[start of Selected text]

# Starting new home automation project



## LARMGUY (Aug 22, 2010)

Now THAT is a remote!


----------



## Edrick (Jun 6, 2010)

This photo the buttons are lit up. You could probably program it to land a space craft. I use to use logitech harmony remotes but after trying out some of these real remotes I leave the harmony remotes to the best buy kids. 

These remotes you have to do the design and programming from the ground up. No wizards on this guy all design layout, macros and button presses need to be programmed


Sent from my iPhone using Tapatalk


----------



## Black Dog (Oct 16, 2011)

Nice gig...:thumbsup:


----------



## McClary’s Electrical (Feb 21, 2009)

Not my cup of tea.


----------



## macmikeman (Jan 23, 2007)

Now they can brag to other people about the useless crap they put into the house. I hope you got rich and took em to the cleaners, cause I really believe yuppies should be separated from all their cash as soon as possible because they are not responsible, or intelligent enough to have any .


----------



## Bootss (Dec 30, 2011)

how and where do you generate your jobs ?


----------



## Edrick (Jun 6, 2010)

macmikeman said:


> Now they can brag to other people about the useless crap they put into the house. I hope you got rich and took em to the cleaners, cause I really believe yuppies should be separated from all their cash as soon as possible because they are not responsible, or intelligent enough to have any .


I wouldn't really classify them as Yuppies or any customer as Yuppies because they want a system like this. It's a matter of integration of multiple systems and devices to make life easier. 



Lep said:


> how and where do you generate your jobs ?


My company has two sides to it, Installations and Service and the other is Productions and Events.

All of the work we do right now is generated through word of mouth, being in the right place at the right time and providing a new solution and a well throughout solution to problems people have. 

The service and install side we tend to focus on Television Studios, Film Production houses, music production, live venues, theaters, amusement and restaurants like sports bars. 

The other side we actually produce and create the events and items that are done in spaces like that. 

On occasion we'll pickup the house of the owner of those venues who wants to do their home. 

Ideally one day working our way into screening rooms or bigger home theater rooms for people in the entertainment industry.


----------



## macmikeman (Jan 23, 2007)

Edrick said:


> I wouldn't really classify them as Yuppies or any customer as Yuppies because they want a system like this. It's a matter of integration of multiple systems and devices to make life easier.

[end of Selected text]

→ **Short problem A**
For the forum thread, decide whether each statement agrees with it, answering yes or no and quoting the deciding words: (i) Edrick says all of his company's current work comes from advertising; (ii) Edrick says that on these remotes the layout, macros and button presses all have to be programmed; (iii) Edrick still uses Logitech Harmony remotes.
→ **Short problem B**
Repeat the forum thread word for word, between "My company has" and "the entertainment industry.", inclusive.
The material after this point isn't needed.

[start of Material provided]

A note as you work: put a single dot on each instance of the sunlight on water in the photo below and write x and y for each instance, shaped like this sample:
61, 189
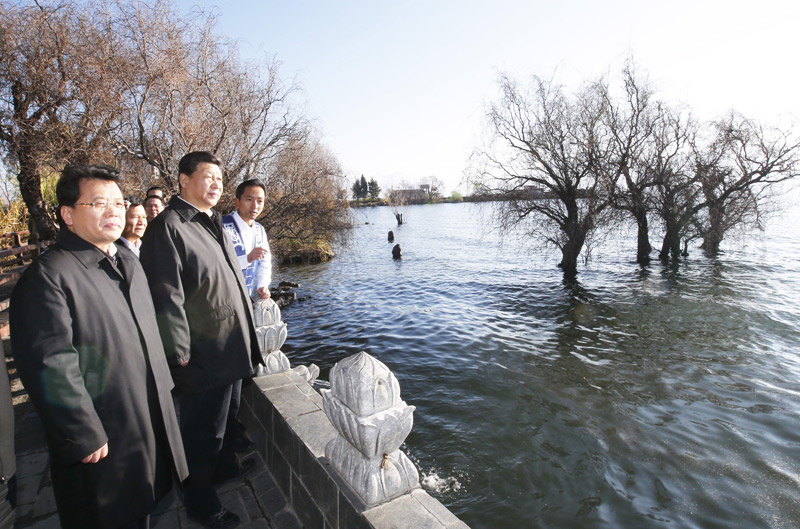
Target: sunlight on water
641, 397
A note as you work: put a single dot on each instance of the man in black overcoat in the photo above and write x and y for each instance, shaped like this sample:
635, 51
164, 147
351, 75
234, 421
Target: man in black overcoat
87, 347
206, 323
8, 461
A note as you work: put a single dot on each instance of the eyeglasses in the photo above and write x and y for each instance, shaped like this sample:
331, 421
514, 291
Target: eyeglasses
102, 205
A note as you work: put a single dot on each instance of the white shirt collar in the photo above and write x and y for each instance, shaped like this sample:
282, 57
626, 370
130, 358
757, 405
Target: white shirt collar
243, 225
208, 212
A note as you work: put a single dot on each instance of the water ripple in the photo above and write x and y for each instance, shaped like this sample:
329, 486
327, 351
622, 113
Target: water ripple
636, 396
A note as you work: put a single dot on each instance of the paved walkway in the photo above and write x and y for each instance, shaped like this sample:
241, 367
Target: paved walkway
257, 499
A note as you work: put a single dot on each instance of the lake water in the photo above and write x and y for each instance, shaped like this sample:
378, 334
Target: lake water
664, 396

[end of Material provided]
[start of Material provided]

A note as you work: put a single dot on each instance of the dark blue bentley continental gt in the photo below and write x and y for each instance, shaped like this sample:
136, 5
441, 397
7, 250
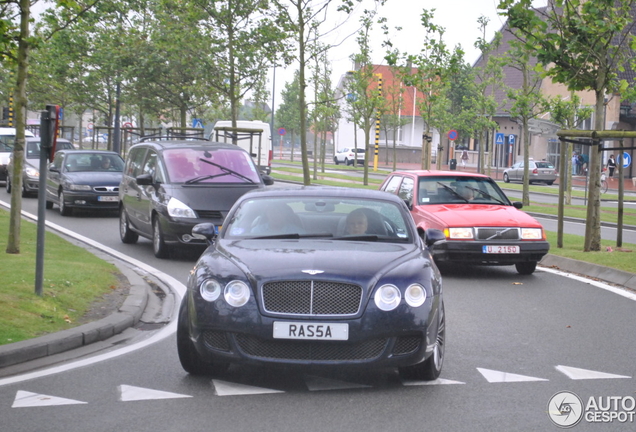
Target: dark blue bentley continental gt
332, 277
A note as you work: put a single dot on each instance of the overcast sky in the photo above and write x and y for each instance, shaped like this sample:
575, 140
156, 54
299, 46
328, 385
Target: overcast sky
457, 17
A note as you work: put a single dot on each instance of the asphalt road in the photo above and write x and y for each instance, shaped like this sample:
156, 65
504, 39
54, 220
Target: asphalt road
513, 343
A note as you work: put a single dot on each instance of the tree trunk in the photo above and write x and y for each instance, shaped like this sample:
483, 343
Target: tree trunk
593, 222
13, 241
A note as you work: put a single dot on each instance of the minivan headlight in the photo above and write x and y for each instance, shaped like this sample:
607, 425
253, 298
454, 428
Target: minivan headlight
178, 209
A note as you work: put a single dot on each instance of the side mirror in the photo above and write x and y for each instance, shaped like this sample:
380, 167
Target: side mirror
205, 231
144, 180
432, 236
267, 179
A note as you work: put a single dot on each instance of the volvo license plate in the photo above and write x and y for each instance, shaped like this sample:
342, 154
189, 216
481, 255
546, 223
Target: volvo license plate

[end of Material provided]
[start of Material provided]

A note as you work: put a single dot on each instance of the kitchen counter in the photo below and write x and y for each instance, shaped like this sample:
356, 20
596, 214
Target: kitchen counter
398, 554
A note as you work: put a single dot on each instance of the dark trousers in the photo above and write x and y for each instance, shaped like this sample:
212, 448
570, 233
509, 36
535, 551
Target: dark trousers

[end of Material provided]

→ **Complete response A**
(i) No: "All of the work we do right now is generated through word of mouth, being in the right place at the right time and providing a new solution and a well throughout solution to problems people have."
(ii) Yes: "No wizards on this guy all design layout, macros and button presses need to be programmed"
(iii) No: "I use to use logitech harmony remotes but after trying out some of these real remotes I leave the harmony remotes to the best buy kids."

→ **Complete response B**
My company has two sides to it, Installations and Service and the other is Productions and Events.

All of the work we do right now is generated through word of mouth, being in the right place at the right time and providing a new solution and a well throughout solution to problems people have. 

The service and install side we tend to focus on Television Studios, Film Production houses, music production, live venues, theaters, amusement and restaurants like sports bars. 

The other side we actually produce and create the events and items that are done in spaces like that. 

On occasion we'll pickup the house of the owner of those venues who wants to do their home. 

Ideally one day working our way into screening rooms or bigger home theater rooms for people in the entertainment industry.